Home Place Pastures

Meat raised with intention in Como, Mississippi

by

Shelby McClure

Growing up on the farm his great-great -grandfather established in 1871, Marshall Bartlett tackled his share of farm chores. As early as age thirteen, he was actually punching the clock, helping with the cotton harvest, spraying insecticides, and operating farm equipment at Home Place Pastures. Without the interruption of school, summers meant even more time on the farm, punctuated by hours spent hunting, fishing, and exploring the woods with his dog. “This place was paradise for a kid,” Bartlett said. “It was a great place to grow up.”

Like most of their neighbors, Bartlett’s father and grandfather were row-crop farmers. At 1,700 acres, their family farm was small compared to many of the behemoth operations around them, all churning out commodity crops such as corn, cotton, and soybeans, then selling them to large corporations. 

“This place was paradise for a kid. It was a great place to grow up.” —Marshall Bartlett

But agriculture has changed dramatically over the last several decades. Managing the family farm for fifty years, Bartlett’s father watched as his profession started to lose its autonomy and American row-crop farmers got stuck in a loop, buying patented seeds from big-ag companies, buying inputs (synthetic fertilizers, pesticides, and other chemicals) often from those same companies, investing in expensive equipment, taking out loans at the beginning of each season, and praying that rain, drought, insects, early frost, late frost, or any number of other things wouldn’t prevent them from paying them back. The joy of farming was dissipating.

**Records for the task**
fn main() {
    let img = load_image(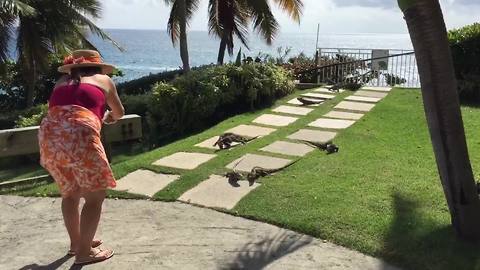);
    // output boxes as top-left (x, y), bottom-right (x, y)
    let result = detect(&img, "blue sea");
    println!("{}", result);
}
top-left (90, 29), bottom-right (412, 81)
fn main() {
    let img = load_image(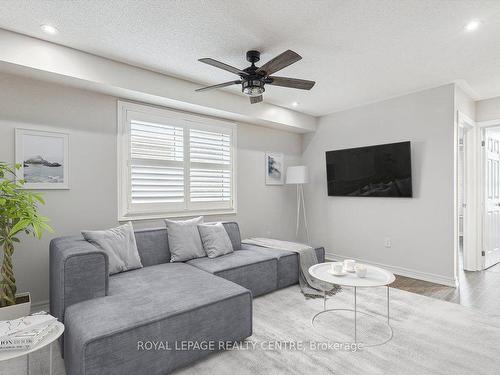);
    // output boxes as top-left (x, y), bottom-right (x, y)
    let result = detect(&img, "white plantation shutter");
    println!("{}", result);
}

**Short exercise 1**
Please write out the passage of the Home Place Pastures article starting with "Shelby McClure" and going on through "to large corporations.", swapping "cotton harvest" for "corn harvest".
**Short exercise 2**
Tally the lines of the records containing the string "detect", counting only exact-case matches, and reply with the number alone.
The Home Place Pastures article and the records come from unrelated sources.

**Exercise result 1**
Shelby McClure

Growing up on the farm his great-great -grandfather established in 1871, Marshall Bartlett tackled his share of farm chores. As early as age thirteen, he was actually punching the clock, helping with the corn harvest, spraying insecticides, and operating farm equipment at Home Place Pastures. Without the interruption of school, summers meant even more time on the farm, punctuated by hours spent hunting, fishing, and exploring the woods with his dog. “This place was paradise for a kid,” Bartlett said. “It was a great place to grow up.”

Like most of their neighbors, Bartlett’s father and grandfather were row-crop farmers. At 1,700 acres, their family farm was small compared to many of the behemoth operations around them, all churning out commodity crops such as corn, cotton, and soybeans, then selling them to large corporations.

**Exercise result 2**
2